● Listed records

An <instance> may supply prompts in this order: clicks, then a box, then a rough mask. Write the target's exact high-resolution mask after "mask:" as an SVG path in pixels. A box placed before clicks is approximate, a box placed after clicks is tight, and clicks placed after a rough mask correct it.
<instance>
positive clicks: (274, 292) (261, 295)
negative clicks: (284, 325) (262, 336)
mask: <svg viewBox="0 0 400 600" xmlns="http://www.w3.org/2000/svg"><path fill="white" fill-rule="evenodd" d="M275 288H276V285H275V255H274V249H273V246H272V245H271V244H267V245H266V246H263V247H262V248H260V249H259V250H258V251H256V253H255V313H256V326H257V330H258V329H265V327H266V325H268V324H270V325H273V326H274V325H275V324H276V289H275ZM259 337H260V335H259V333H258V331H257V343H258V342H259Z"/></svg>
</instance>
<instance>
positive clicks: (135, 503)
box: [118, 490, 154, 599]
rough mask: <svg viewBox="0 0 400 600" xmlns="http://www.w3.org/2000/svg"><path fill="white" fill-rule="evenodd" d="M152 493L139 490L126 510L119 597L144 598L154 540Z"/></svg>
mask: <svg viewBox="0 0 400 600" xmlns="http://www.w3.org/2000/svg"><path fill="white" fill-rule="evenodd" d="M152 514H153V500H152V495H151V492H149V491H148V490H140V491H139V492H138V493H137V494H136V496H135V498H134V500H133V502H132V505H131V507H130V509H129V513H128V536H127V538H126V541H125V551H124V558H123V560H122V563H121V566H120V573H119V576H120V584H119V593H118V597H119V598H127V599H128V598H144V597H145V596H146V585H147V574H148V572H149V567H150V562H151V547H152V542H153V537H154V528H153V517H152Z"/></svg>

● Problem statement
What you hand back must match the records above exactly.

● Written answer
An <instance> may supply prompts in this order: clicks, then a box, then a rough mask. Write the target's exact high-resolution mask after "mask:" as an SVG path in pixels. A box placed before clicks is approximate, a box placed after clicks is tight, and clicks placed after a rough mask correct it.
<instance>
positive clicks: (274, 292) (261, 295)
negative clicks: (284, 325) (262, 336)
mask: <svg viewBox="0 0 400 600" xmlns="http://www.w3.org/2000/svg"><path fill="white" fill-rule="evenodd" d="M275 288H276V285H275V255H274V249H273V246H272V245H271V244H267V245H266V246H263V247H262V248H260V249H259V250H258V251H256V253H255V313H256V326H257V330H258V329H265V327H266V325H268V324H270V325H273V326H274V325H275V324H276V289H275ZM259 337H260V335H259V333H258V331H257V343H258V342H259Z"/></svg>
</instance>
<instance>
positive clicks: (135, 503)
box: [118, 490, 154, 599]
rough mask: <svg viewBox="0 0 400 600" xmlns="http://www.w3.org/2000/svg"><path fill="white" fill-rule="evenodd" d="M152 493L139 490L126 510L119 597L144 598L154 540Z"/></svg>
mask: <svg viewBox="0 0 400 600" xmlns="http://www.w3.org/2000/svg"><path fill="white" fill-rule="evenodd" d="M152 514H153V500H152V495H151V492H149V491H148V490H140V491H139V492H138V493H137V494H136V496H135V498H134V500H133V502H132V505H131V507H130V509H129V513H128V536H127V538H126V541H125V551H124V558H123V560H122V563H121V566H120V573H119V576H120V584H119V593H118V597H119V598H127V599H128V598H144V597H145V596H146V585H147V574H148V572H149V567H150V562H151V547H152V542H153V537H154V528H153V517H152Z"/></svg>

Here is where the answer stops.